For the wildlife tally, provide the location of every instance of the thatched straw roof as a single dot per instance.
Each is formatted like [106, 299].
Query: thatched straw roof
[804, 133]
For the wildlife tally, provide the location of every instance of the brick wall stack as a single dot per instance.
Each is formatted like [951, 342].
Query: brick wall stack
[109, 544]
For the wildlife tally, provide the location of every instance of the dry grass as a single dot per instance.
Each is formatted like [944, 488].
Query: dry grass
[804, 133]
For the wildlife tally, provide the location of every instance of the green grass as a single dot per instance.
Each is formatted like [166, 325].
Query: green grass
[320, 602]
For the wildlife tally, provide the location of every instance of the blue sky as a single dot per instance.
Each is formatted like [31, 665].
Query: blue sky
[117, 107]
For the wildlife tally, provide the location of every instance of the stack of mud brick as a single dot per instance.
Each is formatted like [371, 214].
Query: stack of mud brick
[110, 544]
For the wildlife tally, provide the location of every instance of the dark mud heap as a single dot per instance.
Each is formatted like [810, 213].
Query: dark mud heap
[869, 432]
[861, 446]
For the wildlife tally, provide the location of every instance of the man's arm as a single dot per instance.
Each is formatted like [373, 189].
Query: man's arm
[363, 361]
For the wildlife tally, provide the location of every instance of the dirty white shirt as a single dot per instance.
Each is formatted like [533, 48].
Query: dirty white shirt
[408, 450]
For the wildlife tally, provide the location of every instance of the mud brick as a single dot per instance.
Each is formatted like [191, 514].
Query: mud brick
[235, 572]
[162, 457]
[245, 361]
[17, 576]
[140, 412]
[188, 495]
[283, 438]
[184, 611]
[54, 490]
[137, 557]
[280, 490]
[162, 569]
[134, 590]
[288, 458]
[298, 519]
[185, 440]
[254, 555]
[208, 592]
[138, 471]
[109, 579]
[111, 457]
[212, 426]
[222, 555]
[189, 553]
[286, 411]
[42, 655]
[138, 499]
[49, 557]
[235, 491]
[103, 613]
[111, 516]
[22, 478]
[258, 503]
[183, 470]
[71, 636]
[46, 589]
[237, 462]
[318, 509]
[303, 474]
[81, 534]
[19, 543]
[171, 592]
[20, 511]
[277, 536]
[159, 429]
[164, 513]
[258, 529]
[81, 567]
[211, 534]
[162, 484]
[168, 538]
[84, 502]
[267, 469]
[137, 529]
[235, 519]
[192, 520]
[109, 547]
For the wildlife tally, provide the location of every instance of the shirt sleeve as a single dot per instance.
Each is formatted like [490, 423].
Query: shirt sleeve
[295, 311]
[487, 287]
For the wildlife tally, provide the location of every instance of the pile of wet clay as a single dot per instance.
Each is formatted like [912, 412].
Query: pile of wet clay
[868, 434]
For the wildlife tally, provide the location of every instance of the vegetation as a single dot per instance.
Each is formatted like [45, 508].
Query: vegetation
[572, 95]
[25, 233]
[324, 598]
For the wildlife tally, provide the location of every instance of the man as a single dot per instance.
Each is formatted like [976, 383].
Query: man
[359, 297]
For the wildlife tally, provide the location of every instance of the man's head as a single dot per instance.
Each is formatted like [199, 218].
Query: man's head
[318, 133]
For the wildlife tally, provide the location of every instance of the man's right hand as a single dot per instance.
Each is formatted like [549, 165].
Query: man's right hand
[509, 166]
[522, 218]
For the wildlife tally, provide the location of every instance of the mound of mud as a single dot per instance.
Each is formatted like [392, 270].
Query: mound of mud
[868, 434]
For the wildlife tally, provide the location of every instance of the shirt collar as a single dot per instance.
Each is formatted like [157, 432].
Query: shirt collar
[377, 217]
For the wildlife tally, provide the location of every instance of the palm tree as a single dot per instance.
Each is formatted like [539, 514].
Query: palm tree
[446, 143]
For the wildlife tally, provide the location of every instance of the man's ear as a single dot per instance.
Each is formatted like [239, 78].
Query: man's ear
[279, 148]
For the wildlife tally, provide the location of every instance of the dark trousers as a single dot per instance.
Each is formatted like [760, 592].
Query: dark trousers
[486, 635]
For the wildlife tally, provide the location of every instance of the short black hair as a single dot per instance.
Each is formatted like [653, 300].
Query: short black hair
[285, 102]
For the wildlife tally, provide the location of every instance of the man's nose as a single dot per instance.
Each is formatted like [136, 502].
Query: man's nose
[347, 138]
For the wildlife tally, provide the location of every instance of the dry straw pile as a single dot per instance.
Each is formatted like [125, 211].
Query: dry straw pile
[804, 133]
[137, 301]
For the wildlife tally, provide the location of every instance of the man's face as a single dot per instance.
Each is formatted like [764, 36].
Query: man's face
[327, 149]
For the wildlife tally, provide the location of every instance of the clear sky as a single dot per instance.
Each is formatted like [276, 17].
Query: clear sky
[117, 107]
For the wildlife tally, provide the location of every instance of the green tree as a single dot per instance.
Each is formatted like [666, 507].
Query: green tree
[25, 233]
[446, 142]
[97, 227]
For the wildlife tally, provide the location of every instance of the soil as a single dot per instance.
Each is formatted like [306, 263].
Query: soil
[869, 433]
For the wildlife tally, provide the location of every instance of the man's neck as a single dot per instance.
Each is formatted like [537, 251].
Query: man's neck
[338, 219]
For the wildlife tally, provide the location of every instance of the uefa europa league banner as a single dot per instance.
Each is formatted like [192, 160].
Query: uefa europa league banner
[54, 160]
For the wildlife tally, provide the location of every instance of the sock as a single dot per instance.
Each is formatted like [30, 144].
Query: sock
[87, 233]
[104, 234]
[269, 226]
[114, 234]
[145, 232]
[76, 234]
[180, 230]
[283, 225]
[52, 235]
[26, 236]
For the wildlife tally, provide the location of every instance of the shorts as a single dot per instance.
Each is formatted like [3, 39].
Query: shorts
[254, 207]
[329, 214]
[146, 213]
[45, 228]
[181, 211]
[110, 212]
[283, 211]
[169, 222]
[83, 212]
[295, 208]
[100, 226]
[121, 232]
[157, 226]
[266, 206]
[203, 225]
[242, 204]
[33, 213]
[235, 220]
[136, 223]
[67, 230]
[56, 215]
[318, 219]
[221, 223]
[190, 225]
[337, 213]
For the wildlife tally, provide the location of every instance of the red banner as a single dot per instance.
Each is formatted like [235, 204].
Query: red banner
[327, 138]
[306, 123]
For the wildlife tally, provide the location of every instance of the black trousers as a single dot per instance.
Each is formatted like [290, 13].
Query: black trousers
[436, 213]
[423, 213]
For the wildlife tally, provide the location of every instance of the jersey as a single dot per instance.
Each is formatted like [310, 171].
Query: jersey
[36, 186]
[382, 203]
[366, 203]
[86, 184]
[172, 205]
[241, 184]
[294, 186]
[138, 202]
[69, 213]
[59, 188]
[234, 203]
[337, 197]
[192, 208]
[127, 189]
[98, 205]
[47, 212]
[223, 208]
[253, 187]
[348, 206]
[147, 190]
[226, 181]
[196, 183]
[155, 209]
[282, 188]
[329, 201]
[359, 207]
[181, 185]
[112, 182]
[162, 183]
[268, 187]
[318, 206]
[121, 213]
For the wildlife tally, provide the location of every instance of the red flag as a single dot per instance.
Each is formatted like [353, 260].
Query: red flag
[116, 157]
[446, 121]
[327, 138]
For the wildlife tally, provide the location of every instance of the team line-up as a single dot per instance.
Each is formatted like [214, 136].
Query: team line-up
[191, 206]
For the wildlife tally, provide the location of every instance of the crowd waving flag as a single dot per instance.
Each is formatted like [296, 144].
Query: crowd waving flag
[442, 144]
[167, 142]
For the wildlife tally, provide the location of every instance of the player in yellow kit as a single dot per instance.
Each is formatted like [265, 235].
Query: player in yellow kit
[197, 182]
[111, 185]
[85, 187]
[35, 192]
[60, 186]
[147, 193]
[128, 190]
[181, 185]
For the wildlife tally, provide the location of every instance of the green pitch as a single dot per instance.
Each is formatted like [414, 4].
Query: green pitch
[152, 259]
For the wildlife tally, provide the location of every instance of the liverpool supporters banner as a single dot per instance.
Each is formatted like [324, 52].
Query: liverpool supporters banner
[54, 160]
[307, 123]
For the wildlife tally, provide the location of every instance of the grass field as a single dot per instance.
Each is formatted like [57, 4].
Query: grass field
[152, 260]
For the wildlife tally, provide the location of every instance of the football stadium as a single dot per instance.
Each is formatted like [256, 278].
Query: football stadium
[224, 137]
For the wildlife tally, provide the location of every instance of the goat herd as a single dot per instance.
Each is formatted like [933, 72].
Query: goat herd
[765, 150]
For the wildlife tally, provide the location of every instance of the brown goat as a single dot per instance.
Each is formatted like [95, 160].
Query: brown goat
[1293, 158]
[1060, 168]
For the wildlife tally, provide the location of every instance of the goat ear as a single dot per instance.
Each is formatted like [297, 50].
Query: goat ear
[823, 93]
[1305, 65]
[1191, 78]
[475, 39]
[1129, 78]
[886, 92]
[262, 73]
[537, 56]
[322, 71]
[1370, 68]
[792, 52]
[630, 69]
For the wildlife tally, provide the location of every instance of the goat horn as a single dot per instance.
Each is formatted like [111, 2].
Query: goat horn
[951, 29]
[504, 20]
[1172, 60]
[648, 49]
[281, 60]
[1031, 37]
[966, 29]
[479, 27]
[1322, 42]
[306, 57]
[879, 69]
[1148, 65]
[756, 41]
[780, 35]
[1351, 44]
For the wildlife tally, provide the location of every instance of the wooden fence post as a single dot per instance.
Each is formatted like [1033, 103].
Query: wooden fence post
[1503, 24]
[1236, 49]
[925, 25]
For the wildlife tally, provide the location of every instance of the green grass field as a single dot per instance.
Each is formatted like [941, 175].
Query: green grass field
§ §
▶ [YOUR OBJECTIVE]
Each line from the one with "horn as a single dot per instance." through the last line of the records must be written out word for word. Include nothing else.

▶ [ANSWER TO THIS PROBLEM]
For the wildlife tally, provide the location of every instance of the goat horn as a single dot per instance.
Each is formatted like [111, 2].
Query: goat horn
[951, 29]
[504, 20]
[1172, 60]
[648, 49]
[281, 60]
[1031, 37]
[966, 29]
[479, 27]
[1322, 42]
[306, 57]
[879, 69]
[1148, 65]
[756, 41]
[780, 35]
[1351, 44]
For the wildlife tally, provide the location of every instance of the wooden fence post as a single dot per instance.
Each is formatted like [1033, 103].
Query: wooden fence post
[1503, 24]
[1236, 49]
[925, 25]
For the wildlife tally, provide the location of every instance of the green grass field as a single dot per instance.
Each is formatted like [941, 175].
Query: green grass field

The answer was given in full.